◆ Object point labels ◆
-*-*-

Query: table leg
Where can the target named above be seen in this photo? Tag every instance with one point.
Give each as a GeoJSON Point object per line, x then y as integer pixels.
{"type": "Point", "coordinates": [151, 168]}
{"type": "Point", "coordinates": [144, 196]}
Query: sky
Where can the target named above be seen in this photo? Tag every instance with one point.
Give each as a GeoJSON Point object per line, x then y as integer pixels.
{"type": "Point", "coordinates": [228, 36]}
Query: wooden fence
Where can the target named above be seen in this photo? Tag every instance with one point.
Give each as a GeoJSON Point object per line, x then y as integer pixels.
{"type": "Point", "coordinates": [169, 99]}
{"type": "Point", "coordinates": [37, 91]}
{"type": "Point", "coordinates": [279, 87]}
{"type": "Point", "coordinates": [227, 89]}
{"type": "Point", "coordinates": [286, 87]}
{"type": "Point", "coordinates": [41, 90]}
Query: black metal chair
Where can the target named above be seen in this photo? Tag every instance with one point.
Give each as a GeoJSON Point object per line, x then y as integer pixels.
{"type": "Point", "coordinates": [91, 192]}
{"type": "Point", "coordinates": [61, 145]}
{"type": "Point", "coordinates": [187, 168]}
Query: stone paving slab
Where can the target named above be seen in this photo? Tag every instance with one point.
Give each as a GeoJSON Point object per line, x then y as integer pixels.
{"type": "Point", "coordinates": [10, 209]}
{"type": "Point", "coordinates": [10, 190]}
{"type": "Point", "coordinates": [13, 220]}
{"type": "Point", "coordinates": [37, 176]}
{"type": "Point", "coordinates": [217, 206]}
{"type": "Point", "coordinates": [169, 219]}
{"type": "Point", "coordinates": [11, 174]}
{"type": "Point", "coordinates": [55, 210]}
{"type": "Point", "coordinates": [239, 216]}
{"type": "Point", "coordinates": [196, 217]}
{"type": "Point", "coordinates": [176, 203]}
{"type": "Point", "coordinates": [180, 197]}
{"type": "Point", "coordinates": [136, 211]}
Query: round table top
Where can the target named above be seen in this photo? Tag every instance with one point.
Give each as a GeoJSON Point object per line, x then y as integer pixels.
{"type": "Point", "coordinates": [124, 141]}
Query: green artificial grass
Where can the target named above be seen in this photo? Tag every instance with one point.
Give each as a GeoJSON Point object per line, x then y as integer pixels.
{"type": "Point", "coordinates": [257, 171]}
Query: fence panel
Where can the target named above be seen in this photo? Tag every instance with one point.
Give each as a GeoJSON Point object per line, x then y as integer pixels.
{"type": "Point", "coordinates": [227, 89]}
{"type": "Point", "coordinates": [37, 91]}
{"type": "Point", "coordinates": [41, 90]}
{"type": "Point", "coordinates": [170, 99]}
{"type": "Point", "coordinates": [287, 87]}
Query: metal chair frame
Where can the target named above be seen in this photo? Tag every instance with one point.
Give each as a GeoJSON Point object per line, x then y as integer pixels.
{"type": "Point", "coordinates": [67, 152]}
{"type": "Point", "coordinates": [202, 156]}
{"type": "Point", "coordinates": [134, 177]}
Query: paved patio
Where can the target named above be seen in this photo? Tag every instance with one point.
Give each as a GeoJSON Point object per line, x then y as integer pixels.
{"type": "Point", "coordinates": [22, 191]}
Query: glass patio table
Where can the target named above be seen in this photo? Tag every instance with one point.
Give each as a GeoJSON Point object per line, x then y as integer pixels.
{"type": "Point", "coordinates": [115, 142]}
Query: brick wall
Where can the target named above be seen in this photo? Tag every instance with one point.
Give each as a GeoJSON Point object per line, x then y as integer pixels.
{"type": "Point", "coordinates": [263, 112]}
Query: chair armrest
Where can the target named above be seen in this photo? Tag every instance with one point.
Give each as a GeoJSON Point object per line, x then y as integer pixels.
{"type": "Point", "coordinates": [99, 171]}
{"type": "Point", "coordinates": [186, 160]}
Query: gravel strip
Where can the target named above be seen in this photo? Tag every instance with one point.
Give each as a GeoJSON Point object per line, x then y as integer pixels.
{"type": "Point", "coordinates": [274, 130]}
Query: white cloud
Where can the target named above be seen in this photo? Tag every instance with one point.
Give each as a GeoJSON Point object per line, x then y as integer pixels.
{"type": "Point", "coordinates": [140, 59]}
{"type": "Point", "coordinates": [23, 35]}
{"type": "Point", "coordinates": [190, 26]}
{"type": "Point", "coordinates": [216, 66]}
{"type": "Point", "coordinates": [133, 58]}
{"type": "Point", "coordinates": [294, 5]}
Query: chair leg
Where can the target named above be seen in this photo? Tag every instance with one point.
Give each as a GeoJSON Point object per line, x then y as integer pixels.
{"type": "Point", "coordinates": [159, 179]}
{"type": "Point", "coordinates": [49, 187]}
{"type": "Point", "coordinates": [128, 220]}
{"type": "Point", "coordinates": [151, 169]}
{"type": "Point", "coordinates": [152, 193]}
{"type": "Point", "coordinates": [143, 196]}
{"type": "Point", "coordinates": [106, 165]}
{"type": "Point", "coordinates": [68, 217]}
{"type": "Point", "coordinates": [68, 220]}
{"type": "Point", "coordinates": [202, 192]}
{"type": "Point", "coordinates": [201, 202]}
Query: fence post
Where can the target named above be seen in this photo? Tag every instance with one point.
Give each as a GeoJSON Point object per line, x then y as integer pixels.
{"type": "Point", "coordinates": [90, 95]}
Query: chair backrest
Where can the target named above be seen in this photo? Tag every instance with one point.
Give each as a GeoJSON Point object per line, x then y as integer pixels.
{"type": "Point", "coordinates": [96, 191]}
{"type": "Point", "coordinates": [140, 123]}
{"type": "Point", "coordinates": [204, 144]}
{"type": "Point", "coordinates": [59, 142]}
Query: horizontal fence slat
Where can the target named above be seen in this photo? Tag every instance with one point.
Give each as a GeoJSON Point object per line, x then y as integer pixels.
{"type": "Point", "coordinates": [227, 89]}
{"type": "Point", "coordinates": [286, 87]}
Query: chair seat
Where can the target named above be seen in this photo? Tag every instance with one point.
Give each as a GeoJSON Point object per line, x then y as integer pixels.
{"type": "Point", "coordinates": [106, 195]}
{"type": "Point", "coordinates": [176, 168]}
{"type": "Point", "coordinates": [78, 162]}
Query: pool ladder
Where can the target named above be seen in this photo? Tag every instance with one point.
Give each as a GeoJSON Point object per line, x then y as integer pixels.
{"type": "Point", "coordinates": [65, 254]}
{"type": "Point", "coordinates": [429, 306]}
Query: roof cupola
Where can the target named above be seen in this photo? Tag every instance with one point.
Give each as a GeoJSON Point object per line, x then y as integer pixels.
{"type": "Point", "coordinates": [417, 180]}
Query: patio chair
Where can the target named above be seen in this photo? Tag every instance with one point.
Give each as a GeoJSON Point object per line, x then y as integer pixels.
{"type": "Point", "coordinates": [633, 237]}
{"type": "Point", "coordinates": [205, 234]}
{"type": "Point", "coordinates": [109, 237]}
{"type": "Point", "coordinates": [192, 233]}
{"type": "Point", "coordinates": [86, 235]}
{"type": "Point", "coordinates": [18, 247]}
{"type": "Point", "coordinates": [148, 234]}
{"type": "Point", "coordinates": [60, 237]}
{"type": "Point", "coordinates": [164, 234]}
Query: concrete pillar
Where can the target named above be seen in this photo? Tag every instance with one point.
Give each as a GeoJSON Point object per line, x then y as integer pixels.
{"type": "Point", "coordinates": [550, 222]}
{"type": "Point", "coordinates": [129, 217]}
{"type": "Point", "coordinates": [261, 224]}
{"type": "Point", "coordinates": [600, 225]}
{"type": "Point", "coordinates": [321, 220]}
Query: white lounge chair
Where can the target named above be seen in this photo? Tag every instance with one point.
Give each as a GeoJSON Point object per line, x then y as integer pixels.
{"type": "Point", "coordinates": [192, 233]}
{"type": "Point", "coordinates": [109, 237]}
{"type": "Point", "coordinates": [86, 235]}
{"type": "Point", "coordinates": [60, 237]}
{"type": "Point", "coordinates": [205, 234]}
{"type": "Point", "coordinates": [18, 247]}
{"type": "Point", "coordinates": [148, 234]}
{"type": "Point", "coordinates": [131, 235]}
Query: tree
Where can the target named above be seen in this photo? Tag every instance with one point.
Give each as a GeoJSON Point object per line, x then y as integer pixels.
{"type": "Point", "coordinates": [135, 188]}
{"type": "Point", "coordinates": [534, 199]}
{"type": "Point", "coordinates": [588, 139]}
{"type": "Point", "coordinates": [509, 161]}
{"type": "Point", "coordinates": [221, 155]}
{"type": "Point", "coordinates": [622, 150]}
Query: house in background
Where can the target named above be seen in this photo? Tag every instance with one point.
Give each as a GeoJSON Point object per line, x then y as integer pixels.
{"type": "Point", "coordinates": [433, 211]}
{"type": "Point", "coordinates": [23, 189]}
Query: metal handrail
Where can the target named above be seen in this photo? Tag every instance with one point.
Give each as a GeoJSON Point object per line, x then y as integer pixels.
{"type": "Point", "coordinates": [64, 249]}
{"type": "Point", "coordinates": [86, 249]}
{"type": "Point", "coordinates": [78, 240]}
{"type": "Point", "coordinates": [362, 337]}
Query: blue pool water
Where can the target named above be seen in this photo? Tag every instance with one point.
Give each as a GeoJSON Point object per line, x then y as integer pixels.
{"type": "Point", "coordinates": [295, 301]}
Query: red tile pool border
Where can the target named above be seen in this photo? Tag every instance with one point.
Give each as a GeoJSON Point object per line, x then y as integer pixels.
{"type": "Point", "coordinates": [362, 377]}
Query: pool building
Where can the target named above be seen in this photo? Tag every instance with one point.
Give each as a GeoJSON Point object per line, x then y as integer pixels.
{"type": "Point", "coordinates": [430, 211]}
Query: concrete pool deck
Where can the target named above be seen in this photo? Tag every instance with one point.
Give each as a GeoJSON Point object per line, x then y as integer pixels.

-*-*-

◆ Work to complete ◆
Write out exactly the lines from the line holding "Query: blue pool water" through the last line of the data, and nothing besides those lines.

◆ Answer to the task ◆
Query: blue pool water
Where can the target named above be seen in this photo? Tag every instance with one point.
Give each as a GeoJSON Point object per line, x then y as integer pixels.
{"type": "Point", "coordinates": [295, 301]}
Query: red tile pool border
Where can the target named above be seen in this photo? Tag every instance with one point.
Give each as a GeoJSON Point object per line, x then y as integer pixels.
{"type": "Point", "coordinates": [362, 377]}
Query: pool building
Where can the target named above be seen in this photo? Tag every instance with one point.
Give each as a GeoJSON Point object per line, x then y as integer pixels.
{"type": "Point", "coordinates": [430, 211]}
Query: concrete pool deck
Where can the target named above be seen in this photo? Tag every instance with one point.
Give each as a GeoJSON Point object per line, x then y as integer pixels.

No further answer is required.